§ EXERCISE PROMPT
Repeat the material verbatim and drop the pictures.

§ ROWS
☆ ☆ ☆
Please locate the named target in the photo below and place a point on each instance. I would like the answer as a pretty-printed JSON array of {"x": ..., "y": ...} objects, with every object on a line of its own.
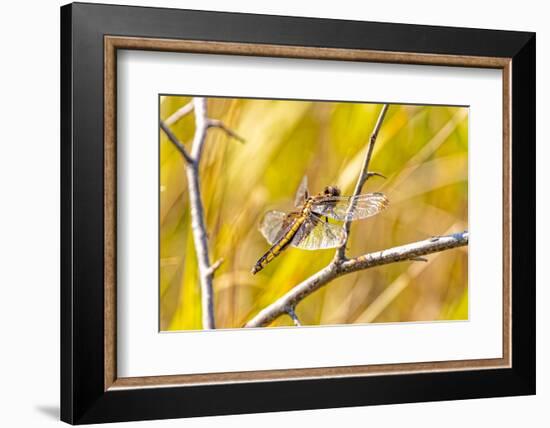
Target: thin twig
[
  {"x": 215, "y": 123},
  {"x": 176, "y": 143},
  {"x": 337, "y": 269},
  {"x": 363, "y": 177}
]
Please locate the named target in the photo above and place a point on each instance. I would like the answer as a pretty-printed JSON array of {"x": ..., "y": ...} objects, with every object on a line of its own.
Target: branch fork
[
  {"x": 342, "y": 265},
  {"x": 198, "y": 223}
]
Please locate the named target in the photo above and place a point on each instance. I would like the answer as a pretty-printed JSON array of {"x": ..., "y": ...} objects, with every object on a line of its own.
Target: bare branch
[
  {"x": 215, "y": 123},
  {"x": 294, "y": 317},
  {"x": 178, "y": 114},
  {"x": 216, "y": 265},
  {"x": 363, "y": 177},
  {"x": 176, "y": 142},
  {"x": 338, "y": 268},
  {"x": 198, "y": 224}
]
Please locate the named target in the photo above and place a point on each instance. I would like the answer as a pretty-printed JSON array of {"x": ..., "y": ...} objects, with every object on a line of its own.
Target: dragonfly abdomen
[{"x": 278, "y": 246}]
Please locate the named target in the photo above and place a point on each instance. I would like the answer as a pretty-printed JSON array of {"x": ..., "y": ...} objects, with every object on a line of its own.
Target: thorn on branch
[
  {"x": 215, "y": 266},
  {"x": 377, "y": 174},
  {"x": 216, "y": 123},
  {"x": 294, "y": 317},
  {"x": 181, "y": 112}
]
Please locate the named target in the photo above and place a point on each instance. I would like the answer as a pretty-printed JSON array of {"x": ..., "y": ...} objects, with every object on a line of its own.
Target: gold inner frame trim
[{"x": 113, "y": 43}]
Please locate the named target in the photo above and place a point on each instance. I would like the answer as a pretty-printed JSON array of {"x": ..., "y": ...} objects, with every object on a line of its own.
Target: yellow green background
[{"x": 423, "y": 152}]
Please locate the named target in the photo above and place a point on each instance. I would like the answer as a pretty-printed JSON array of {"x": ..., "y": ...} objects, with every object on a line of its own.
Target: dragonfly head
[{"x": 331, "y": 191}]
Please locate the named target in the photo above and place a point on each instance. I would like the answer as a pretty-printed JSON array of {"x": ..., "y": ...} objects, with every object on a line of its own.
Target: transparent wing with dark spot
[
  {"x": 316, "y": 234},
  {"x": 337, "y": 207},
  {"x": 274, "y": 225},
  {"x": 301, "y": 193}
]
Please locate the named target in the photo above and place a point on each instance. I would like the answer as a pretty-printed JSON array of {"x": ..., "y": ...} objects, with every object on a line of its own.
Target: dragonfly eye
[{"x": 332, "y": 191}]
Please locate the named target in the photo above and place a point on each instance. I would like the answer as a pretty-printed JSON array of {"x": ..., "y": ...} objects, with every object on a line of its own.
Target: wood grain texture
[{"x": 112, "y": 43}]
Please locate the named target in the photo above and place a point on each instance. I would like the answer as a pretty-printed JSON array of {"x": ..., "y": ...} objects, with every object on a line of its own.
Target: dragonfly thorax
[{"x": 331, "y": 191}]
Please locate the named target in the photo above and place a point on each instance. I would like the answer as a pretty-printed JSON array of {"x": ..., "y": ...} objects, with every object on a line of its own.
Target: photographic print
[{"x": 295, "y": 213}]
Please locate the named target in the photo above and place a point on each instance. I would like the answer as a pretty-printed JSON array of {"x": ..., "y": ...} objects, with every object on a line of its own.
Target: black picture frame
[{"x": 83, "y": 396}]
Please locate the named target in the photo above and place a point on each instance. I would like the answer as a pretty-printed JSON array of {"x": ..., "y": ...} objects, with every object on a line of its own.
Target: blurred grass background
[{"x": 423, "y": 152}]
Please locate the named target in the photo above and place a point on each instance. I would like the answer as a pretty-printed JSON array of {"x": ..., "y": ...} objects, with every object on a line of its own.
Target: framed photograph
[{"x": 265, "y": 213}]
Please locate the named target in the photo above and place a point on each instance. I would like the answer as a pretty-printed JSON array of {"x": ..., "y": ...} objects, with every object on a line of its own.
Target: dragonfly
[{"x": 308, "y": 227}]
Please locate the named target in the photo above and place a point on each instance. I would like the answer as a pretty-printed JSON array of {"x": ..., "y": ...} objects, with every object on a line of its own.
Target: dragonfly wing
[
  {"x": 301, "y": 193},
  {"x": 274, "y": 225},
  {"x": 315, "y": 234},
  {"x": 337, "y": 207}
]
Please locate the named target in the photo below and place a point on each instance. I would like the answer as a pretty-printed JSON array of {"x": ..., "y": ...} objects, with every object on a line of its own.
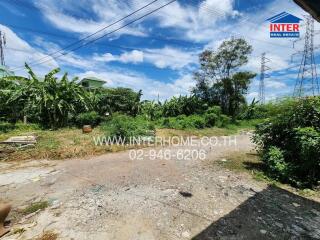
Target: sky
[{"x": 157, "y": 53}]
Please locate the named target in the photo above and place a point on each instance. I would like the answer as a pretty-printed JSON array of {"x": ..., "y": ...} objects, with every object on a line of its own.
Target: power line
[
  {"x": 95, "y": 33},
  {"x": 2, "y": 45},
  {"x": 263, "y": 76},
  {"x": 307, "y": 81},
  {"x": 106, "y": 34}
]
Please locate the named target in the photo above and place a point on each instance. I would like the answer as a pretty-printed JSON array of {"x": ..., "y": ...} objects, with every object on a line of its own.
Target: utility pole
[
  {"x": 307, "y": 82},
  {"x": 263, "y": 76},
  {"x": 2, "y": 45}
]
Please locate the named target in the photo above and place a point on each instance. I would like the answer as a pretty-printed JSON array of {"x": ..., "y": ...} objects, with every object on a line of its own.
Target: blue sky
[{"x": 156, "y": 54}]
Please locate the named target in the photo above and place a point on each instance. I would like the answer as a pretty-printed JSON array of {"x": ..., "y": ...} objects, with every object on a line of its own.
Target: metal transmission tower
[
  {"x": 263, "y": 76},
  {"x": 2, "y": 44},
  {"x": 307, "y": 82}
]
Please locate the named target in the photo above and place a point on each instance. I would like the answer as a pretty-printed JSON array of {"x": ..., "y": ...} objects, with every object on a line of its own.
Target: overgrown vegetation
[
  {"x": 288, "y": 139},
  {"x": 289, "y": 142},
  {"x": 35, "y": 207}
]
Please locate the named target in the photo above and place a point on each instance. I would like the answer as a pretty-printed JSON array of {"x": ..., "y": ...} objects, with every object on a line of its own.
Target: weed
[{"x": 35, "y": 207}]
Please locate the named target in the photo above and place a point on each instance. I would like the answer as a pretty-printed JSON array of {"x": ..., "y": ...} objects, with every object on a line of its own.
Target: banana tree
☆ ☆ ☆
§ COMPLETE RESPONSE
Please locate the named target in the photo below and place a point on each instance. I would like the answer as a pretty-printed JSON array of {"x": ..., "y": ...} objects, with every object on a line of its own.
Target: thin twig
[
  {"x": 215, "y": 123},
  {"x": 176, "y": 143},
  {"x": 337, "y": 269},
  {"x": 363, "y": 177}
]
Please locate the named target in the photo above and place a point on each instance. I would like the answer as a pretty-printed JSON array of {"x": ..., "y": ...} objects, with every object on a line of its own.
Target: branch fork
[
  {"x": 342, "y": 265},
  {"x": 198, "y": 223}
]
Please locate the named target in the photo above and place a point on each instance. I would like the answer as a pretty-printed JSON array of {"x": ..., "y": ...} objects, with every object on a line of its own.
Target: bare branch
[
  {"x": 215, "y": 123},
  {"x": 294, "y": 317},
  {"x": 178, "y": 114},
  {"x": 216, "y": 265},
  {"x": 363, "y": 177},
  {"x": 176, "y": 142},
  {"x": 338, "y": 268},
  {"x": 198, "y": 224}
]
Please locate the named target in the photo above and place a point on each instance. I would like the answer as a pretty-printed JSON array of {"x": ..., "y": ...} objects, with every object on a line of its own.
Target: dragonfly abdomen
[{"x": 278, "y": 246}]
Please locate the named target in the photo above and place a point on each instance. I would like the answer as a pretty-printed JSON array of {"x": ..., "y": ...} objects, with every object on a line of its own.
Target: thorn on branch
[
  {"x": 215, "y": 266},
  {"x": 377, "y": 174},
  {"x": 216, "y": 123},
  {"x": 294, "y": 317},
  {"x": 181, "y": 112}
]
Please locate the named target in the photo above and place a point on each instance. I would like the answer as a pretty-printed JSON array of {"x": ..., "y": ...} objects, with every object on a line of its own.
Target: gold inner frame trim
[{"x": 113, "y": 43}]
Please locate the named target in the photo above and place a point on each instance. I would like the answer as a pretty-printed JSON array of {"x": ..., "y": ...} objects, with every object on a line of its own.
Target: yellow green background
[{"x": 423, "y": 152}]
Please locate the named target in the photo above and place a point on each instance. I would like the answer as a pretty-printed JSON array of {"x": ..., "y": ...} objects, with every object on a line of its own.
Target: dragonfly head
[{"x": 331, "y": 191}]
Please locate the named target in the photo above and place a point on each instance. I would like the answer as a pretty-printed JSON array of {"x": ..., "y": ...} objects, with every object on a line of its own.
Target: transparent wing with dark spot
[
  {"x": 316, "y": 234},
  {"x": 337, "y": 207},
  {"x": 274, "y": 225},
  {"x": 301, "y": 193}
]
Please locate the named target in the photo above and place a point on each instance. I would like the answer as a pretty-printed JSON array of {"x": ..., "y": ...} objects, with every object on a line of its own.
Target: dragonfly eye
[{"x": 332, "y": 191}]
Please locate the named target in the photo above and place a point on each instance. I would like the answer as a pretty-printed JSON array of {"x": ..., "y": ...} objects, with every object on a line of its own.
Target: wood grain texture
[{"x": 112, "y": 43}]
Please locate the named target in the photo above and place a point on each instance. I would like the answer as a pretty-printed JSON array of {"x": ..., "y": ...} objects, with every object on a line of its own.
Target: dragonfly thorax
[{"x": 331, "y": 191}]
Please locate the named target in the photo above and place a point on each instance. I would like the answer as a pretty-printed JSON array of {"x": ..., "y": ...} objects, with every object on a line of its own.
Target: photographic print
[{"x": 295, "y": 213}]
Please locate the named target in the photo above and place a point on each instance. I would like the answer as a pretty-printed JSON array of {"x": ..., "y": ...} objects, with every object on a line of its own.
Target: black picture frame
[{"x": 83, "y": 396}]
Please locate the named target in the photo above and place a point on each instance. I would like the answer as a pretty-printed JSON array of {"x": ..., "y": ...} objects, with every object on a line of its own.
Target: blurred grass background
[{"x": 423, "y": 152}]
Please locate the named target in the photo above and place a point on each instance. I would like the answer as a pretty-printed JSON array of {"x": ..., "y": ...} objects, with every object on a line of its own.
Target: framed photograph
[{"x": 265, "y": 213}]
Please locate the named target in the photo above and place a point on each instance. I would like the answer as a pretty-printed JSON array of {"x": ..., "y": ...} objects, with every object on a line of its own.
Target: dragonfly
[{"x": 308, "y": 227}]
Please locate the named target in the photo above and place a point on each instance. I would like the answer as a pretty-printed JSON array of {"x": ..., "y": ...} objects, with every object on a line of its own.
Target: dragonfly wing
[
  {"x": 301, "y": 193},
  {"x": 274, "y": 225},
  {"x": 315, "y": 234},
  {"x": 337, "y": 207}
]
Please locate the named target in the photo below and place a point on each instance. I would like the answer as a pretty-printed JSON array of {"x": ..., "y": ...} objects, with every object on a line of its own.
Target: sky
[{"x": 157, "y": 53}]
Please locate the named target in the photo above and place a point on each instance. I would like the answer as a pretty-printed JSON array of {"x": ..., "y": ...} objects, with every object on a line of its own.
Target: power line
[
  {"x": 95, "y": 33},
  {"x": 2, "y": 45},
  {"x": 263, "y": 76},
  {"x": 307, "y": 81},
  {"x": 106, "y": 34}
]
Please locate the named target in the photo above and place a point on each instance. I would like the answer as a pretty-printed JSON array of {"x": ..., "y": ...} objects, with every object on a line of its own.
Target: utility pole
[
  {"x": 307, "y": 82},
  {"x": 263, "y": 76},
  {"x": 2, "y": 45}
]
Please locate the named target in the photo above and place a point on each instance. I would like the answer as a pretty-printed JSON array of {"x": ..., "y": ...} objects, with every object on a line of its own.
Target: blue sky
[{"x": 156, "y": 54}]
Please locate the named target in the photo above and place a point on each instance. I would like the answer as a pretty-printed JSON array of {"x": ..., "y": ...} objects, with every object on a line of its own.
Target: metal transmission tower
[
  {"x": 263, "y": 76},
  {"x": 2, "y": 44},
  {"x": 307, "y": 82}
]
Please locate the named target in the photo above and place a point on each instance. I would like the answer as a pretty-printed JSON array of {"x": ..., "y": ...} objects, with every object on a line of its own.
Target: overgrown vegetation
[
  {"x": 288, "y": 139},
  {"x": 289, "y": 142},
  {"x": 35, "y": 207}
]
Please locate the named target in the photo above and place a point on each instance. I would like the answer as a pretty-printed JSON array of {"x": ..., "y": ...} objects, with every object on a line of its own.
Target: weed
[{"x": 35, "y": 207}]
Please locate the named target in the photo above and place a point on each instance. I would like the answer as a pretty-printed JSON array of {"x": ..., "y": ...} objects, with every object on a line of its own.
Target: banana tree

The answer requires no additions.